▶ **WORK REQUIRED**:
The output should match the data below line for line.

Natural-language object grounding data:
---*---
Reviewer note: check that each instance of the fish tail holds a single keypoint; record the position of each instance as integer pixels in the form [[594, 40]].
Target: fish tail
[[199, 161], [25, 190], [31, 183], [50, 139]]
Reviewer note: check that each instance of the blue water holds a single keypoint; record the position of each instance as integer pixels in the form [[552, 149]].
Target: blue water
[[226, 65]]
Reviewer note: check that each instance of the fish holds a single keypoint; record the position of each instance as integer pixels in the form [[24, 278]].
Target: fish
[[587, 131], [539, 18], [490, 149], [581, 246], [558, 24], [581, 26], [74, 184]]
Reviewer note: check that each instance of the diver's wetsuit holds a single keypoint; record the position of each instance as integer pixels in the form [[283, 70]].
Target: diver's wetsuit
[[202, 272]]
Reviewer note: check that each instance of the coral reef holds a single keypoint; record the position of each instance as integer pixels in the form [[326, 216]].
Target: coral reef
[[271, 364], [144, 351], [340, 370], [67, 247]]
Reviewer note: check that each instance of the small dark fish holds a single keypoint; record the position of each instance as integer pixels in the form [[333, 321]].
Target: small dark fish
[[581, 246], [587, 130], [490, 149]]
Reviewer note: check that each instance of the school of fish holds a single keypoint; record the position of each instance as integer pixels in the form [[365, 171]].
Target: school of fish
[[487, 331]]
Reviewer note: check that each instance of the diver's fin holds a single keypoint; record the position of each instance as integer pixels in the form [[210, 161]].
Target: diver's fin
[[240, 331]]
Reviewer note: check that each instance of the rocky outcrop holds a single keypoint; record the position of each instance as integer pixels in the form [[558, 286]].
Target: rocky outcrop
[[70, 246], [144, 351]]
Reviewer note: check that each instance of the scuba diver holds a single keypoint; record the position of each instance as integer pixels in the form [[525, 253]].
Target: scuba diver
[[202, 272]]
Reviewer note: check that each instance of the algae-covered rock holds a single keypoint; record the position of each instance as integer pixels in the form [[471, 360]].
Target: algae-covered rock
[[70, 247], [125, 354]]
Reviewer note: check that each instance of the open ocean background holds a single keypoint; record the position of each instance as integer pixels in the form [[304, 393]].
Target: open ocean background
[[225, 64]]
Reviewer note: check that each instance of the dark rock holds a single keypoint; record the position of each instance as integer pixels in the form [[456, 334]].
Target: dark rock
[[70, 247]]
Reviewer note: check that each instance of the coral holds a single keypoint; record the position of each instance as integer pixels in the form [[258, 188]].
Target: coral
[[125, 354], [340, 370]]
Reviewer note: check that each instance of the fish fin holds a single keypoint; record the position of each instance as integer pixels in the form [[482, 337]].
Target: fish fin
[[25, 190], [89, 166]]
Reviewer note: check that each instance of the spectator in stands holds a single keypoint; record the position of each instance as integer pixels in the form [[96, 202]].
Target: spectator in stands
---*---
▶ **EXERCISE RESULT**:
Reviewer note: check that each instance of the fish tail holds a single keypoint; record the position of each instance as integer pixels in the form [[594, 40]].
Target: fish tail
[[199, 161], [25, 190], [31, 183], [50, 139]]
Reviewer note: check that each instance of the blue water holds a single keypoint; record the position of each instance as integer pixels in the form [[552, 149]].
Target: blue water
[[226, 65]]
Reviewer note: check that each instance of the fish holds a single keypoint; record the position of each instance as integer pixels in the form [[24, 278]].
Target: fish
[[587, 131], [539, 18], [490, 149], [581, 246], [558, 24], [581, 26], [74, 184]]
Reviewer note: check that each instance of the diver's wetsuit holds a single keypoint; record the position of each instance as integer pixels in the form [[283, 70]].
Target: diver's wetsuit
[[202, 272]]
Reviewer note: check that each instance of the coral reef holds a single keypoint; record the position of each instance as integer pixels in the form [[326, 216]].
Target: coral reef
[[271, 364], [144, 351], [340, 370], [67, 247]]
Reviewer note: check that each instance of the small dark fish holds a single keypoint; record the position of each instance as integer pixels in the form [[333, 321]].
Target: small dark fish
[[581, 246], [587, 130], [490, 149]]
Reviewer note: check that each instance of the school of fish holds a single keypoint; record the position of each instance as integer pixels in the form [[365, 171]].
Target: school of fish
[[487, 331]]
Reviewer note: check that each instance of the diver's fin holds a single keypoint; record the position of each instance as integer pixels in the form [[210, 161]].
Target: diver's fin
[[240, 331]]
Reviewer note: check that each instance of the rocky outcrop holds a single keypoint; record the position of each instance as integer pixels in the form [[558, 286]].
Target: rocky outcrop
[[70, 246], [144, 351]]
Reviewer note: check that each instance of the scuba diver holds a single keypoint; record the position of each instance as integer pixels in the form [[525, 253]].
Target: scuba diver
[[202, 272]]
Reviewer note: check that each instance of the algae-covered rock holds a single keypoint; record the position of each instance as integer pixels in the form [[471, 360]].
Target: algae-covered rock
[[70, 247], [125, 354]]
Reviewer note: check that each instance of the open ocean background holds a single keypoint; record the position of each instance as integer pixels in the form [[304, 393]].
Target: open ocean background
[[225, 64]]
Reviewer note: check that each instance of the dark rock holds a single keypoint; record the position of each instance as integer pixels in the form [[456, 334]].
Target: dark rock
[[70, 247]]
Reviewer note: check that each instance of the coral holds a single keypoint; record the position of each instance as integer pixels in the form [[258, 188]].
Target: coral
[[125, 354], [340, 370]]
Reviewer note: check that each instance of the fish fin holds a single keypoint; record the position of each instance as integer pixels in the form [[482, 337]].
Target: fish fin
[[25, 190], [89, 166]]
Reviewer note: check that each instance of the spectator in stands holds a single keypoint; record the position of each instance as integer pixels in the form [[96, 202]].
Target: spectator in stands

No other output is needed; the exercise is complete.